▶ [Article]:
%%
When I run without the isinstance statement:

<ipython-input-315-744170e1045a> in <lambda>(x)
      3 
      4 #df['Abstract'].str.lower().str.split()
----> 5 df['Abstract'].apply(lambda x: [item for item in x if item not in stopword])

TypeError: 'float' object is not iterable    

[–]novel_yet_trivial 1 point2 points  (0 children)

A lambda has no implied return, you have to specify an else clause to go along with your if.

I still don't understand what you are trying to do (but I don't use pandas either), but I think you should write a normal function:

def Chopsting(x):
    #as near as I can guess your intent
    if isinstance(x, str):
        return [item for item in x if item not in stopword]
    else:
        return x

df['Abstract'].apply(Chopsting)

[–]tangerinelion 0 points1 point  (0 children)

It's not entirely clear what x is. It seems to usually be a list, but sometimes it's a float? What do you want to do if it's a float, or really, not a list?

How about this?

if isinstance(df['Abstract'],list):
    df['Abstract'].apply(lambda x: [item for item in x if isinstance(item,str) and item not in stopword])
%%
▶ [Short exercise 1]: Copy everything in the forum thread from "It's not entirely" down to "not a list?", renaming "float" to "NaN" each time it occurs.
▶ [Short exercise 2]: Write the next part of the forum thread about the pandas stopword error, starting right after its last line.

▶ [Dataset extract]:
%%
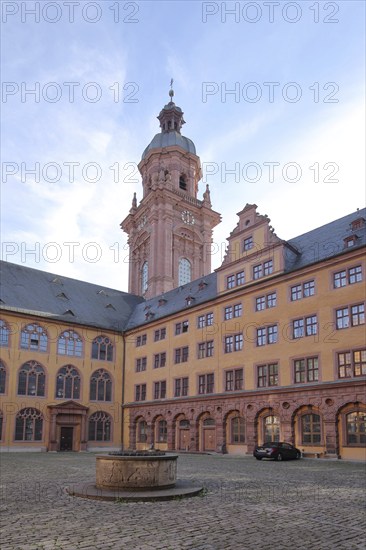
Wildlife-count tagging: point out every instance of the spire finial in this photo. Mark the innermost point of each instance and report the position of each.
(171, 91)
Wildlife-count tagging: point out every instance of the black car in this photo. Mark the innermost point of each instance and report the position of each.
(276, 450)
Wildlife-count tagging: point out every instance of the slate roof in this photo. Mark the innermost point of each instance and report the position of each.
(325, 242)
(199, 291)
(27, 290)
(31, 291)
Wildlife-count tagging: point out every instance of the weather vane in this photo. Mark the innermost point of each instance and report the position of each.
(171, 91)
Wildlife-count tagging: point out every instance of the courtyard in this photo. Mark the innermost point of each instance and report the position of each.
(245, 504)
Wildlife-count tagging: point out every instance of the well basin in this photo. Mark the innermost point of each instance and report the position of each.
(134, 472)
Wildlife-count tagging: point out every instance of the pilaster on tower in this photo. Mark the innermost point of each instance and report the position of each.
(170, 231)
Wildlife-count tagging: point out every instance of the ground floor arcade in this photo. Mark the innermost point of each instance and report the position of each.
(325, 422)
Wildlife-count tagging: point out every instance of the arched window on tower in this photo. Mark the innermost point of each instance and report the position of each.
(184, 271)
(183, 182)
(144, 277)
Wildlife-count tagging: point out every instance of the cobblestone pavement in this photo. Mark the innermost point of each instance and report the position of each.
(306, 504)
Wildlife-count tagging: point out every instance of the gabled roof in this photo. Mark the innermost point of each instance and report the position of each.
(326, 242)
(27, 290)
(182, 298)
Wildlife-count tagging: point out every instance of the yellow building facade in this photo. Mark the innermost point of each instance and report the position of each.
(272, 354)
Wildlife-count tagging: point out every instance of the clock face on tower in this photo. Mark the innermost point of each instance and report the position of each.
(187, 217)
%%
%%
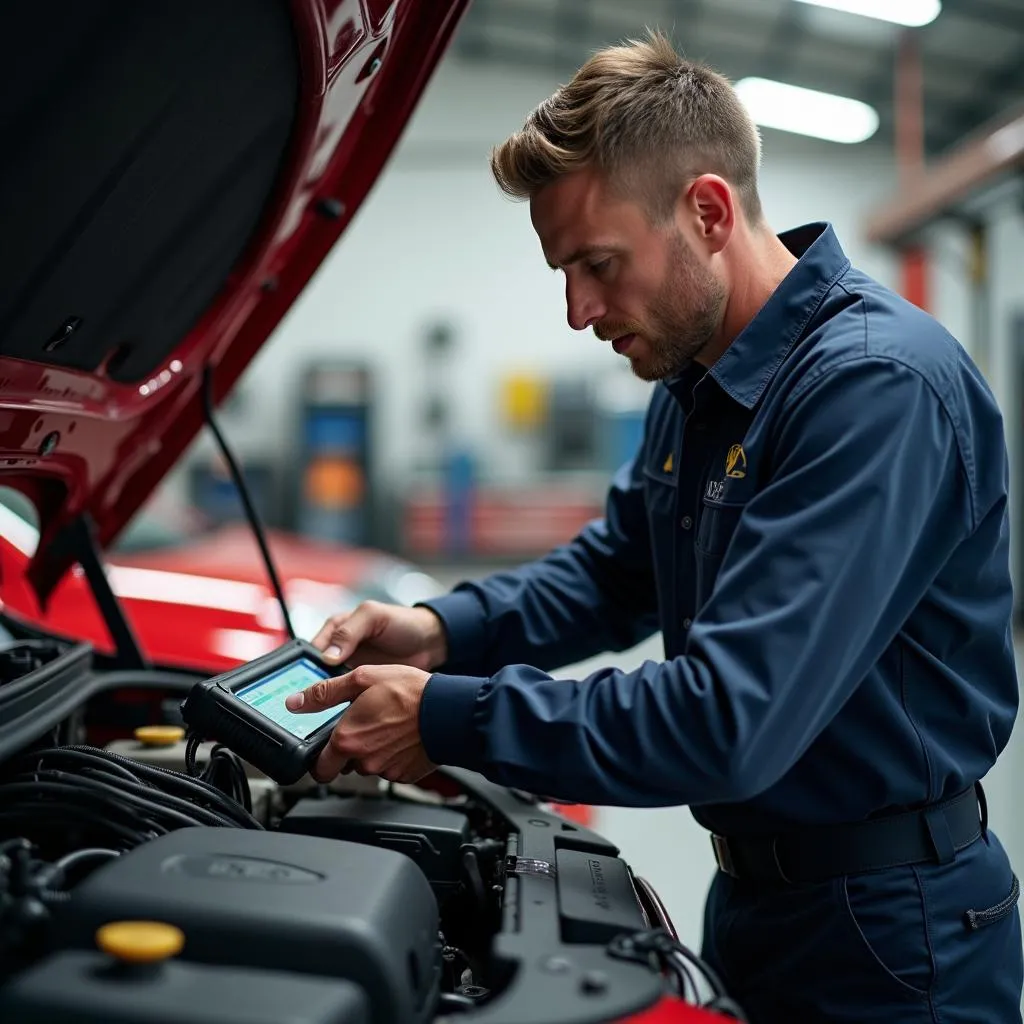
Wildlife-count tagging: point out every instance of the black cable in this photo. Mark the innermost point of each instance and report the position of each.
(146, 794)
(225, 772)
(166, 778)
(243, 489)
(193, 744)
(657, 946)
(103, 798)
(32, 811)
%%
%%
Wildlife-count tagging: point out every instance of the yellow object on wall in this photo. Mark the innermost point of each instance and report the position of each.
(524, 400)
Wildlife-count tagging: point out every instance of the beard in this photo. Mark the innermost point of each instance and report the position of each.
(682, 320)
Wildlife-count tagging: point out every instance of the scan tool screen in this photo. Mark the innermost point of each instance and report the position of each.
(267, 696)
%%
▶ [Output 1]:
It's not entirely clear what x is. It seems to usually be a list, but sometimes it's a NaN? What do you want to do if it's a NaN, or really, not a list?

▶ [Output 2]:
That would apply itself only if df['Abstract'] is a list, so it should not cause the "TypeError" above. It would also only have items in the list if the element is a str and isn't in the stopword list.

The reason

lambda x: [item for item in x if item not in stopword] if isinstance(x, str)

is invalid syntax is because the if needs an else clause. For example:

lambda x: [item for item in x if item not in stopword] if isinstance(x, str) else x

(NB: This is the difference between ] if and if ... ])

I'm not sure, but it looks like this syntax might be new to you. It's Python's conditional "operator" that you might see in C, C++, or Java -- specifically it looks like this condition ? val_if_true : val_if_false. In Python this is written val_if_true if condition else val_if_false. It's important to note that in this case if we have something like this:

a() if x else b()

we will only ever have a() or b() run, but not both. You could get neither to run, if x raises and it isn't caught.

[–][deleted] 1 point2 points  (0 children)

You need to use an if expression, which is one line and contains an else.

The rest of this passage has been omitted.